╭─ Document passage
Structure of an actin-related subcomplex of the SWI/SNF chromatin remodeler

Abstract

The packaging of DNA into nucleosomal structures limits access for templated processes such as transcription and DNA repair. The repositioning or ejection of nucleosomes is therefore critically important for regulated events, including gene expression. This activity is provided by chromatin remodeling complexes, or remodelers, which are typically large, multisubunit complexes that use an ATPase subunit to translocate the DNA. Many remodelers contain pairs or multimers of actin-related proteins (ARPs) that contact the helicase-SANT-associated (HSA) domain within the catalytic ATPase subunit and are thought to regulate ATPase activity. Here, we determined the structure of a four-protein subcomplex within the SWI/SNF remodeler that comprises the Snf2 HSA domain, Arp7, Arp9, and repressor of Ty1 transposition, gene 102 (Rtt102). Surprisingly, unlike characterized actin-actin associations, the two ARPs pack like spoons and straddle the HSA domain, which forms a 92-Å-long helix. The ARP-HSA interactions are reminiscent of contacts between actin and many binding partners and are quite different from those in the Arp2/3 complex. Rtt102 wraps around one side of the complex in a highly extended conformation that contacts both ARPs and therefore stabilizes the complex, yet functions to reduce by ∼2.4-fold the remodeling and ATPase activity of complexes containing the Snf2 ATPase domain. Thus, our structure provides a foundation for developing models of remodeler function, including mechanisms of coupling between ARPs and the ATPase translocation activity.

Fig. 1.

Structure of Arp7-Arp9-Snf2^HSA-Rtt102. (A) Surface representation. Viewed from the side that binds Rtt102 (rainbow ribbon, disordered residues dotted). (B) Same as A, viewed from below with ordered segments of Rtt102 shown as a green surface. (C) Schematic of actin/ARP fold showing chain trace and domain location viewed from the front, which corresponds to the left side of A for both Arp7 and Arp9. (D) Actin (PDB code 1YAG) (29), shown as a ribbon representation, rainbow-colored N (blue) to C (red), with ATP shown as spheres, (E) Arp7 and (F) Arp9 in the same style and orientation as D. The Arp9 loop that was shortened to facilitate crystallization is indicated with an asterisk.
╰─
╭─ Record set
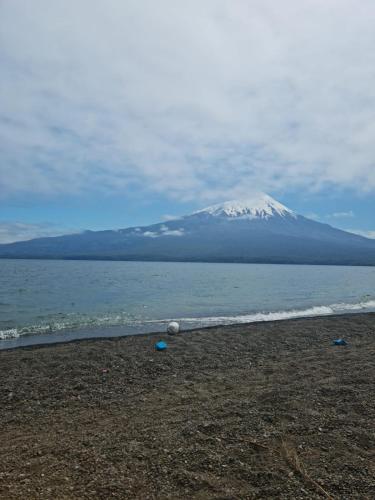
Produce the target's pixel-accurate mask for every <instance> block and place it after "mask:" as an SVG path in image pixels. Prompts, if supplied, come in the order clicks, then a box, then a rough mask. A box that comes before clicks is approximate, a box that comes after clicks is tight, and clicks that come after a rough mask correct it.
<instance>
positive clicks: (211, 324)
mask: <svg viewBox="0 0 375 500" xmlns="http://www.w3.org/2000/svg"><path fill="white" fill-rule="evenodd" d="M363 310H375V300H374V299H372V300H368V301H365V302H358V303H356V304H346V303H341V304H331V305H328V306H314V307H310V308H308V309H303V310H298V309H295V310H290V311H276V312H259V313H253V314H243V315H238V316H210V317H200V318H199V317H196V318H173V319H177V320H178V321H181V322H182V323H185V324H186V325H189V324H190V325H195V326H213V325H230V324H234V323H254V322H257V321H279V320H284V319H292V318H304V317H312V316H329V315H330V314H339V313H345V312H348V311H349V312H350V311H363ZM169 321H172V319H171V318H168V319H159V320H134V319H133V320H130V321H129V317H124V316H123V315H121V314H116V315H113V316H103V317H92V318H85V319H84V320H82V319H81V321H74V322H56V323H53V324H48V325H46V324H44V325H32V326H28V327H23V328H19V329H18V328H10V329H7V330H0V340H11V339H16V338H18V337H20V336H26V335H38V334H39V335H40V334H46V333H50V334H53V332H57V331H61V330H67V329H69V330H73V329H74V330H77V329H79V328H84V327H89V326H93V327H95V326H96V327H98V326H125V325H128V326H131V325H137V326H142V325H147V324H166V323H168V322H169Z"/></svg>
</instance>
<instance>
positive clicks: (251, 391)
mask: <svg viewBox="0 0 375 500" xmlns="http://www.w3.org/2000/svg"><path fill="white" fill-rule="evenodd" d="M338 337H344V338H345V339H346V340H347V341H348V346H347V347H339V346H333V345H332V340H333V339H335V338H338ZM159 338H164V339H165V340H166V341H167V342H168V346H169V348H168V350H167V351H165V352H155V350H154V348H153V345H154V343H155V341H156V340H158V339H159ZM0 376H1V386H0V400H1V401H0V404H1V406H0V422H1V425H0V443H1V447H0V498H2V499H13V498H17V499H29V498H32V499H60V498H61V499H64V498H100V499H108V498H137V499H138V498H139V499H148V498H149V499H179V498H181V499H206V498H213V499H246V498H267V499H268V498H286V499H289V498H290V499H298V498H301V499H302V498H304V499H314V498H324V497H326V498H337V499H352V498H361V499H366V498H368V499H373V498H375V432H374V422H375V395H374V394H375V383H374V381H375V314H358V315H347V316H336V317H323V318H312V319H298V320H288V321H279V322H273V323H260V324H249V325H237V326H230V327H228V326H226V327H217V328H210V329H202V330H196V331H192V332H186V333H182V334H180V335H178V336H174V337H169V336H167V335H165V336H160V335H156V336H155V335H144V336H134V337H124V338H115V339H106V340H85V341H79V342H72V343H68V344H60V345H52V346H41V347H31V348H22V349H16V350H9V351H2V352H0Z"/></svg>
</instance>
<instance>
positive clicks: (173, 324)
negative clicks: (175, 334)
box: [167, 321, 180, 335]
mask: <svg viewBox="0 0 375 500" xmlns="http://www.w3.org/2000/svg"><path fill="white" fill-rule="evenodd" d="M179 331H180V325H179V324H178V323H177V321H171V322H170V323H169V324H168V326H167V332H168V333H170V334H171V335H174V334H175V333H178V332H179Z"/></svg>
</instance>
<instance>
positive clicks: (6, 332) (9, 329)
mask: <svg viewBox="0 0 375 500" xmlns="http://www.w3.org/2000/svg"><path fill="white" fill-rule="evenodd" d="M19 336H20V334H19V333H18V330H17V328H9V330H0V340H9V339H17V338H18V337H19Z"/></svg>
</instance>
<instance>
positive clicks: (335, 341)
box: [333, 339, 348, 345]
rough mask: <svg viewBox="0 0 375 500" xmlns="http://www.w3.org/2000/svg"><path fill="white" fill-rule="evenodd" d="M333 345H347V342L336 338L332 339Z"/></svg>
mask: <svg viewBox="0 0 375 500" xmlns="http://www.w3.org/2000/svg"><path fill="white" fill-rule="evenodd" d="M333 345H348V343H347V342H346V340H344V339H336V340H334V341H333Z"/></svg>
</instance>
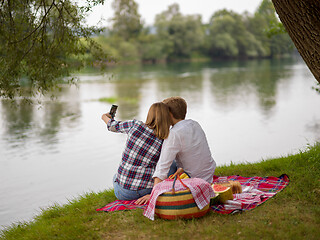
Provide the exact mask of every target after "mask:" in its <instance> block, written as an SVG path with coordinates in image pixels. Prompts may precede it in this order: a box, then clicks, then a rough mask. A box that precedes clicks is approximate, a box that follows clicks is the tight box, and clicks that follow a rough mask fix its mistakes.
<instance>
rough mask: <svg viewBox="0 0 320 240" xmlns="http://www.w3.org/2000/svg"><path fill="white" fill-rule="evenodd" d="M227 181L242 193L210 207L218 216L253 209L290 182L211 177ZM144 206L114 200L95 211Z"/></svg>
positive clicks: (219, 180) (246, 177) (215, 179)
mask: <svg viewBox="0 0 320 240" xmlns="http://www.w3.org/2000/svg"><path fill="white" fill-rule="evenodd" d="M229 180H233V181H239V182H240V184H241V186H242V189H243V192H242V193H240V194H234V195H233V197H234V199H233V200H232V201H230V200H229V201H227V203H226V204H219V205H213V206H211V209H212V211H214V212H217V213H220V214H233V213H237V212H242V211H247V210H251V209H254V208H256V207H257V206H259V205H261V204H262V203H264V202H266V201H267V200H268V199H270V198H272V197H274V196H275V195H276V194H277V193H278V192H280V191H281V190H283V189H284V188H285V187H286V186H287V185H288V184H289V181H290V180H289V177H288V176H287V175H286V174H283V175H281V176H280V177H257V176H255V177H242V176H238V175H233V176H214V177H213V183H215V182H219V181H229ZM146 206H147V205H137V204H135V200H132V201H122V200H116V201H114V202H111V203H108V204H107V205H106V206H104V207H102V208H99V209H97V211H105V212H112V211H121V210H131V209H137V208H142V209H145V208H146Z"/></svg>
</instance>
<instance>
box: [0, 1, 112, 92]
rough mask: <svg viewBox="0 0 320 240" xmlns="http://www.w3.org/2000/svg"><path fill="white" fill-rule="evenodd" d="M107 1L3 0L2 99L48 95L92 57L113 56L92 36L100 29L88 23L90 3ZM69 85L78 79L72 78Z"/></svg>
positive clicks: (0, 80)
mask: <svg viewBox="0 0 320 240" xmlns="http://www.w3.org/2000/svg"><path fill="white" fill-rule="evenodd" d="M103 2H104V0H87V1H86V4H85V5H84V6H82V7H79V6H78V5H77V4H76V3H75V2H74V1H71V0H19V1H16V0H1V1H0V97H7V98H14V97H16V96H21V95H22V94H23V93H24V92H25V91H26V88H25V86H28V88H27V89H28V92H29V93H30V94H31V95H33V96H34V95H36V94H38V93H40V94H45V93H46V92H47V91H48V90H50V89H52V88H54V87H55V86H57V84H58V83H59V82H60V81H61V79H62V77H64V76H68V75H69V74H70V72H71V71H73V70H74V69H76V68H81V67H83V66H84V65H85V64H87V63H88V62H87V58H85V55H86V54H88V53H91V54H90V55H91V56H93V58H90V59H91V60H92V62H91V63H93V62H94V61H107V60H109V57H108V56H107V55H106V54H105V53H104V52H103V51H102V48H101V47H100V45H98V44H97V43H96V42H95V41H93V40H92V39H91V38H90V37H91V36H92V34H94V33H96V32H98V31H99V29H97V28H95V27H88V26H87V25H86V24H85V16H86V13H87V12H88V11H90V10H91V9H92V7H94V6H96V5H98V4H103ZM69 83H74V79H70V80H69Z"/></svg>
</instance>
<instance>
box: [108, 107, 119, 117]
mask: <svg viewBox="0 0 320 240" xmlns="http://www.w3.org/2000/svg"><path fill="white" fill-rule="evenodd" d="M117 109H118V106H117V105H114V104H112V106H111V109H110V112H109V114H110V116H111V118H112V119H113V118H114V117H115V116H116V112H117Z"/></svg>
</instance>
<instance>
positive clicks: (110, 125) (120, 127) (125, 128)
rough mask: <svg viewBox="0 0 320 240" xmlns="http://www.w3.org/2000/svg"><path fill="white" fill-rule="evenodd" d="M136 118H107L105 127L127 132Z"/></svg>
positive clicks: (119, 131)
mask: <svg viewBox="0 0 320 240" xmlns="http://www.w3.org/2000/svg"><path fill="white" fill-rule="evenodd" d="M135 121H136V120H129V121H123V122H121V121H116V120H114V119H111V120H109V122H108V123H107V128H108V130H109V131H111V132H119V133H128V132H129V131H130V129H131V128H132V127H133V125H134V123H135Z"/></svg>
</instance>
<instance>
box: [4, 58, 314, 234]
mask: <svg viewBox="0 0 320 240" xmlns="http://www.w3.org/2000/svg"><path fill="white" fill-rule="evenodd" d="M77 77H78V78H79V84H78V86H72V87H68V86H63V87H62V89H61V91H60V92H57V93H55V95H56V96H57V98H56V99H55V100H51V99H43V100H42V103H41V104H40V105H39V104H37V103H34V104H32V105H30V104H23V103H22V104H19V101H17V103H18V105H17V106H16V107H12V105H11V103H10V102H9V101H8V100H1V101H0V182H1V185H0V226H1V228H4V227H5V226H8V225H10V224H11V223H13V222H18V221H29V220H31V219H32V217H33V216H35V215H36V214H39V212H40V209H41V208H46V207H48V206H50V205H52V204H54V203H59V204H64V203H67V202H68V200H70V199H73V198H75V197H77V196H79V195H81V194H84V193H85V192H90V191H95V192H97V191H103V190H104V189H107V188H111V187H112V176H113V175H114V173H115V172H116V169H117V166H118V164H119V161H120V158H121V153H122V150H123V147H124V144H125V139H126V136H125V135H121V134H115V133H111V132H108V131H107V130H106V127H105V124H104V123H103V122H102V120H101V115H102V114H103V113H105V112H107V111H108V110H109V109H110V106H111V104H112V103H115V104H117V105H119V108H118V114H117V118H118V119H122V120H126V119H132V118H136V119H141V120H145V118H146V115H147V112H148V109H149V107H150V105H151V104H152V103H153V102H156V101H161V100H162V99H164V98H166V97H170V96H182V97H183V98H185V99H186V101H187V103H188V113H187V118H192V119H195V120H197V121H198V122H199V123H200V124H201V126H202V127H203V129H204V131H205V132H206V134H207V138H208V142H209V145H210V148H211V151H212V155H213V157H214V159H215V161H216V162H217V165H218V166H219V165H224V164H230V163H231V162H233V163H240V162H257V161H259V160H261V159H267V158H270V157H279V156H285V155H287V154H291V153H296V152H298V151H299V150H303V149H305V147H306V146H307V145H308V144H311V145H312V144H313V143H314V142H316V141H320V111H319V105H320V94H318V93H317V92H316V91H315V90H313V89H312V86H315V82H316V81H315V79H314V77H313V76H312V74H311V73H310V71H309V69H308V68H307V67H306V65H305V63H304V62H302V61H301V60H300V59H291V60H261V61H247V62H214V63H179V64H168V65H149V66H122V67H118V68H114V69H112V71H111V72H110V73H103V74H101V73H97V72H94V71H87V72H83V73H79V74H77ZM102 98H105V99H107V100H108V101H109V102H105V101H99V99H102ZM97 207H101V206H97Z"/></svg>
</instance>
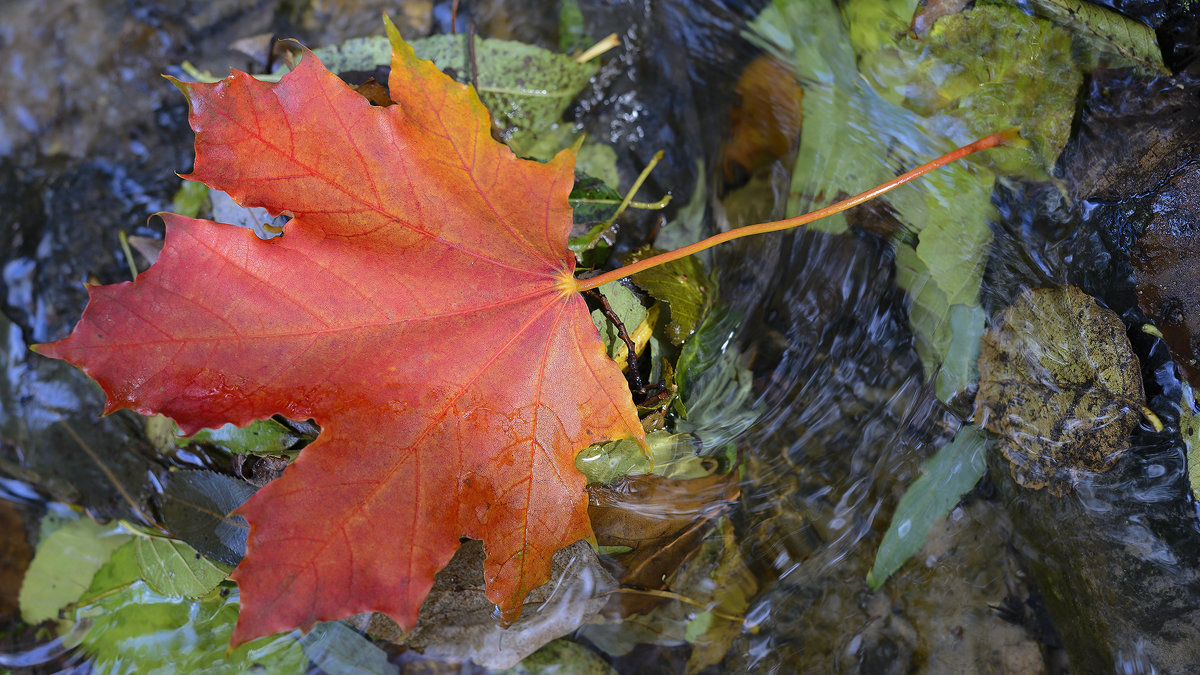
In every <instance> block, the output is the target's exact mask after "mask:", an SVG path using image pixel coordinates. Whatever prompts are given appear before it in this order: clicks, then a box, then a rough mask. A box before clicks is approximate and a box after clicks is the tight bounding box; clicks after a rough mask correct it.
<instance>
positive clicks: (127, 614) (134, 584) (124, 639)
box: [74, 548, 307, 675]
mask: <svg viewBox="0 0 1200 675" xmlns="http://www.w3.org/2000/svg"><path fill="white" fill-rule="evenodd" d="M121 551H128V554H127V555H122V556H121V557H120V558H118V556H115V555H114V557H113V562H112V563H110V567H112V568H110V569H102V571H101V573H98V574H97V579H100V578H103V579H107V580H110V581H113V583H115V584H114V585H113V586H110V587H108V589H95V591H96V592H95V593H92V596H94V598H95V599H94V601H92V602H90V603H89V604H85V605H82V607H79V608H78V609H77V610H76V613H74V617H76V621H83V620H86V621H90V627H89V628H88V631H86V633H84V635H83V638H82V640H80V647H82V649H83V651H84V652H86V653H88V655H90V656H91V657H92V658H94V670H95V671H96V673H138V674H139V675H142V674H154V675H157V674H162V675H167V674H173V673H253V671H260V673H304V670H305V665H306V664H307V658H305V655H304V651H302V650H301V649H300V644H299V641H298V640H296V638H298V637H299V632H298V631H296V632H293V633H286V634H278V635H271V637H266V638H259V639H257V640H253V641H251V643H247V644H245V645H242V646H240V647H238V649H235V650H233V651H228V649H229V637H230V635H232V634H233V627H234V623H235V622H236V620H238V590H236V587H233V586H221V587H220V589H218V590H217V591H214V592H211V593H209V595H208V596H205V597H204V598H203V599H200V601H180V599H178V598H172V597H167V596H162V595H160V593H156V592H155V591H154V590H152V589H150V586H149V585H146V584H145V583H144V581H142V580H139V579H137V577H136V575H137V561H136V560H134V556H133V552H132V548H127V549H126V548H122V549H121ZM118 552H120V551H118ZM106 567H109V566H106ZM131 579H132V580H131Z"/></svg>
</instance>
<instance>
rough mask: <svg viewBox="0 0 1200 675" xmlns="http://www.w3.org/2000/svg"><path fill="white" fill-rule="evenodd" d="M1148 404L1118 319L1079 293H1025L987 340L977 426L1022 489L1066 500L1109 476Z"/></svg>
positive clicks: (1034, 289)
mask: <svg viewBox="0 0 1200 675" xmlns="http://www.w3.org/2000/svg"><path fill="white" fill-rule="evenodd" d="M1144 398H1145V396H1144V393H1142V384H1141V369H1140V366H1139V364H1138V357H1135V356H1134V353H1133V350H1132V348H1130V346H1129V339H1128V337H1127V336H1126V327H1124V324H1123V323H1122V322H1121V318H1120V317H1118V316H1117V315H1116V313H1114V312H1112V311H1111V310H1108V309H1105V307H1102V306H1100V305H1099V304H1098V303H1097V301H1096V300H1093V299H1092V298H1091V297H1090V295H1087V294H1086V293H1084V292H1082V291H1080V289H1079V288H1075V287H1074V286H1058V287H1052V288H1037V289H1031V291H1026V292H1025V293H1022V294H1021V295H1020V297H1019V298H1018V299H1016V300H1015V301H1014V303H1013V304H1012V305H1009V306H1008V307H1007V309H1006V310H1004V311H1003V312H1001V313H1000V315H998V316H997V317H996V319H995V321H994V322H992V324H991V327H990V328H989V329H988V331H986V333H984V337H983V344H982V347H980V351H979V393H978V394H977V395H976V410H974V419H976V420H977V422H978V423H979V424H982V425H983V426H984V428H985V429H988V430H989V431H991V432H994V434H996V435H998V436H1000V448H1001V450H1002V452H1003V454H1004V456H1006V458H1007V459H1008V461H1009V462H1010V464H1012V471H1013V478H1014V479H1015V480H1016V482H1018V483H1019V484H1021V485H1024V486H1026V488H1031V489H1040V488H1045V489H1046V490H1049V491H1050V492H1051V494H1054V495H1058V496H1062V495H1064V494H1066V492H1067V491H1069V490H1070V488H1072V485H1073V484H1074V483H1075V482H1078V480H1079V479H1080V478H1082V477H1084V476H1087V474H1088V473H1097V472H1104V471H1108V470H1109V468H1111V467H1112V465H1115V464H1116V461H1117V459H1120V456H1121V455H1122V454H1123V453H1124V452H1126V449H1128V447H1129V435H1130V434H1132V432H1133V430H1134V429H1135V428H1136V426H1138V423H1139V419H1140V418H1141V417H1142V411H1145V406H1144V402H1142V401H1144ZM1147 412H1148V411H1147Z"/></svg>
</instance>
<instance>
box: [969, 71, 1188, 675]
╰─
§ To do:
1 > Name the components of the four-protein subcomplex that the SWI/SNF subcomplex text describes.
2 > According to the SWI/SNF subcomplex text, what is the length of the helix formed by the HSA domain?
Answer from the SWI/SNF subcomplex text alone.

§ Results of the tasks:
1 > The Snf2 HSA domain, Arp7, Arp9, and Rtt102 (repressor of Ty1 transposition, gene 102).

2 > It is 92 Å long.